--- start Data to process ---

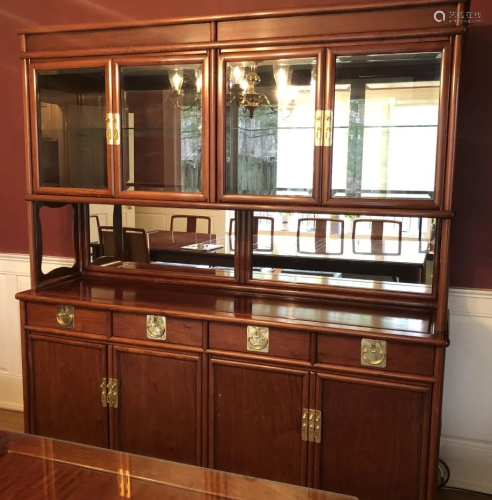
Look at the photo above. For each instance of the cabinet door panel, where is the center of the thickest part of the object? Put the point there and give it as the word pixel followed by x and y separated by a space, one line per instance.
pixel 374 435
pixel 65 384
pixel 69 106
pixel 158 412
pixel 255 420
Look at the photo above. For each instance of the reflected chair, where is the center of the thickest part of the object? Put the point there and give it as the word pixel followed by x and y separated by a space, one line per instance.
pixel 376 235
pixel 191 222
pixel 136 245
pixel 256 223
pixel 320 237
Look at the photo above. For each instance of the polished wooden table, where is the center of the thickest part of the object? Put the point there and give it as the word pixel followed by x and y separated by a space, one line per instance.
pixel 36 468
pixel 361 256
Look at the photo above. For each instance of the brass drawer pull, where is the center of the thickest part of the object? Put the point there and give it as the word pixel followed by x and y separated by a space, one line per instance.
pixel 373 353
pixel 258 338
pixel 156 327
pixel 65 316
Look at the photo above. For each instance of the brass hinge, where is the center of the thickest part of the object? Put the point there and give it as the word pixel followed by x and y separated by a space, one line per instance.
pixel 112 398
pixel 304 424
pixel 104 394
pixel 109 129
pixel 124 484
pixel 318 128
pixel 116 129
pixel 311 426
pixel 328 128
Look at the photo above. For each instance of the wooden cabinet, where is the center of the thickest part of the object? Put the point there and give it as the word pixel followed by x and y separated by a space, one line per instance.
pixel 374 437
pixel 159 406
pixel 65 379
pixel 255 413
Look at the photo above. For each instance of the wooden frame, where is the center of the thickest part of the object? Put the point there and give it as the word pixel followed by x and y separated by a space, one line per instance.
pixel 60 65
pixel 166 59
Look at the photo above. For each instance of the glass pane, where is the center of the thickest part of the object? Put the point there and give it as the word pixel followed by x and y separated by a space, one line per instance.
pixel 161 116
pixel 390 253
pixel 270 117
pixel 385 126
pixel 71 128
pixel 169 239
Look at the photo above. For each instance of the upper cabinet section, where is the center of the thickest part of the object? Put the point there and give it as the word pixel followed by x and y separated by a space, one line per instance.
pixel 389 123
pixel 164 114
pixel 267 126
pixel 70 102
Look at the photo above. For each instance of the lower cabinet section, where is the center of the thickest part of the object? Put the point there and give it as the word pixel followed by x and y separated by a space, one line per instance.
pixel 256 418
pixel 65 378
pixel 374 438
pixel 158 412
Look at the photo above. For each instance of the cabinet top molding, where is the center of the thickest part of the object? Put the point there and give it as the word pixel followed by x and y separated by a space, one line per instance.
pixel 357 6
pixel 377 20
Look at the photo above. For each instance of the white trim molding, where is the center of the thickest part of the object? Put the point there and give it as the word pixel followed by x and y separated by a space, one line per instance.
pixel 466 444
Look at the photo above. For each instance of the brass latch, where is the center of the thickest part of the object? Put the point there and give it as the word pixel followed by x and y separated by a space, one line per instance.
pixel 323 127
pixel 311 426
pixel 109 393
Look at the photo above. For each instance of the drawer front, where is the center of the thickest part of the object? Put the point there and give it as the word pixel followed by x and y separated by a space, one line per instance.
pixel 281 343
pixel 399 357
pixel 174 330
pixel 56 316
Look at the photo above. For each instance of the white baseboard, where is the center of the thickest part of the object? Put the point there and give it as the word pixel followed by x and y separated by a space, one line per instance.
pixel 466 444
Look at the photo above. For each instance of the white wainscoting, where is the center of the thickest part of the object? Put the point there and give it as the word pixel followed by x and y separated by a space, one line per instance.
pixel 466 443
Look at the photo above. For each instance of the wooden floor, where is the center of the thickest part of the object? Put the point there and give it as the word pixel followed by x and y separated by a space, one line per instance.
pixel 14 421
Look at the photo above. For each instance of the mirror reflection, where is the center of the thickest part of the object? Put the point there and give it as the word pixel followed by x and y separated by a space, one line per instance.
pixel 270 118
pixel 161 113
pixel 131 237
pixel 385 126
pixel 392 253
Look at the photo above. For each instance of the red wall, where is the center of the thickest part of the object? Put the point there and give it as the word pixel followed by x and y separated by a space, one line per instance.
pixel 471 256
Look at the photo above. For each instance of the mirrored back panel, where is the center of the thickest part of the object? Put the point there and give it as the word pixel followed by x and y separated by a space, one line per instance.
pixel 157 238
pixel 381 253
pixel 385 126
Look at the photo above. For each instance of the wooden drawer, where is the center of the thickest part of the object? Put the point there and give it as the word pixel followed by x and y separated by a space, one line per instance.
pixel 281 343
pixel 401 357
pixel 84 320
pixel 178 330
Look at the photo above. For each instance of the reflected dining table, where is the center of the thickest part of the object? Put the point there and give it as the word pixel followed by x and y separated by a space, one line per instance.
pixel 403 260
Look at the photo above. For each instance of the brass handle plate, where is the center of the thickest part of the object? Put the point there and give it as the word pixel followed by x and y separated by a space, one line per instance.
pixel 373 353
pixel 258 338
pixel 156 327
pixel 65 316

--- end Data to process ---

Written task
Rewrite all of the material above, changing every "thickest part" to "widest part" and keeping everything else as it is. Leave the pictures out.

Answer to the task
Look at the photo above. For each instance of the cabinet door panel, where is the center of the widest part of the object? Put the point there and give it as the word pixel followed by x and y separated by a space, one line per instance.
pixel 374 435
pixel 65 384
pixel 69 106
pixel 158 412
pixel 255 420
Look at the photo above. For each instance of the reflected chair, where is the center of the widest part of the object? Put the point there and give it as the word pixel followed by x and y separated by a space, one line per instance.
pixel 376 235
pixel 191 222
pixel 136 245
pixel 256 223
pixel 320 237
Look at the photo above. For each instance of the polished wooden table, where is the center of the widest part of the object? Put the point there and give it as the word pixel followed by x and y separated by a space, one line per instance.
pixel 36 468
pixel 361 256
Look at the photo above. For each instance of the brass drawer pull, where is the center of the widest part of the object? Put the point there and give it as the word pixel followed by x and y separated by a space, one line per instance.
pixel 373 353
pixel 258 338
pixel 156 327
pixel 65 316
Look at the photo above. For each instance of the brass hinge, where is the center of the widest part of the object? Put the point there and give it as the word pixel followed by x and y separated by a space, one line per instance.
pixel 112 398
pixel 304 424
pixel 104 394
pixel 109 129
pixel 124 484
pixel 318 128
pixel 116 129
pixel 311 426
pixel 328 128
Look at the photo above. For each instance of the wooden cabinet, where is the center of the widest part of the object? Put the point there and give it as the word pixel followed by x and y separated by a space, one line per instance.
pixel 374 437
pixel 159 406
pixel 65 379
pixel 255 413
Look at the photo above. For each instance of the wooden frame, where is the center of the widest part of the object? Put the point there and give it as the word pixel followed by x and y separated by a space, one line per instance.
pixel 60 65
pixel 166 59
Look at the photo above. For each instance of the glass pane, where is the center of the widest part of the object? Put the point there and give it as the word pixel followed by x and y separated by a space, one line per instance.
pixel 161 116
pixel 390 253
pixel 270 117
pixel 385 126
pixel 71 128
pixel 169 239
Look at the photo above. For each instance of the upper cabinet section, where is the center of the widest part of the object? Put the point there and give it as the word pixel followed by x and y separated by a space, one line per instance.
pixel 389 123
pixel 164 114
pixel 267 126
pixel 70 102
Look at the photo above. For each instance of the lower cabinet section, where is the center of the widest part of the object? Put the point there and give it as the word pixel followed by x and y separated by a space, one line per instance.
pixel 256 418
pixel 65 378
pixel 374 438
pixel 158 412
Look at the photo above. For each instance of the cabinet top molding, where is the center of the widest part of the object? Put the point there and give it as the word pixel followed by x and y separated by a space, one line per instance.
pixel 357 6
pixel 377 20
Look at the photo above. For each instance of the white trim molding, where is the center of the widest part of the object? Put the point there and give it as the word pixel followed by x and y separated by a space, one line per instance.
pixel 466 444
Look at the photo above. For each instance of the brass latch, where is the center of the widest part of the object? Put the point there and give it as the word pixel followed by x and y separated by a space, one line per instance.
pixel 323 127
pixel 311 426
pixel 109 393
Look at the photo above. For each instance of the drawer front, where is the center of the widest part of the object? Put the point there and give it as the word pixel followed by x and y separated by a space, one line per instance.
pixel 281 343
pixel 399 357
pixel 174 330
pixel 56 316
Look at the photo above. For each instance of the white baseboard, where is the center of the widest part of the object? Put the point there and give it as the word pixel followed by x and y separated by a space, one line per instance.
pixel 466 444
Look at the photo above. For each instance of the white wainscoting, where is the center of the widest part of the object? Put the point there and give it as the word pixel followed by x and y separated by a space, one line per instance.
pixel 466 443
Look at the photo above. For each instance of the wooden floor, where is the center of the widest part of the object? Put the point there and give it as the word pixel followed by x and y separated by a space, one line per instance.
pixel 14 421
Look at the photo above. For each instance of the mirror reflection, where is the center of the widest part of the object? Put the point there and give it as the word pixel followed by x and y separated by a space, one line per instance.
pixel 270 118
pixel 161 113
pixel 131 237
pixel 385 126
pixel 392 253
Look at the photo above. For each instance of the red wall, where is the center of the widest part of the object? Put the point there and give it as the word pixel followed by x and y separated by a space, one line per instance.
pixel 471 256
Look at the photo above. For each instance of the mirrored back panel, where is the center of the widest part of the object? Put the point there and give it as the word pixel followed by x and y separated by a space, one line per instance.
pixel 157 238
pixel 381 253
pixel 385 126
Look at the photo above. For each instance of the wooden drawer, where is the center of the widest part of the object? Put the point there and give it as the word pixel followed by x and y separated by a space, one line per instance.
pixel 281 343
pixel 401 357
pixel 84 320
pixel 178 330
Look at the photo above. For each instance of the reflected dining table, where is the center of the widest part of the object? Put the point there and give it as the word pixel followed by x and y separated by a space, one line per instance.
pixel 403 260
Look at the photo above. For each instance of the brass handle plate, where is the center of the widest part of the object? Put the point there and give it as the word pixel followed by x and y separated by a space, one line per instance.
pixel 373 353
pixel 258 338
pixel 156 327
pixel 65 316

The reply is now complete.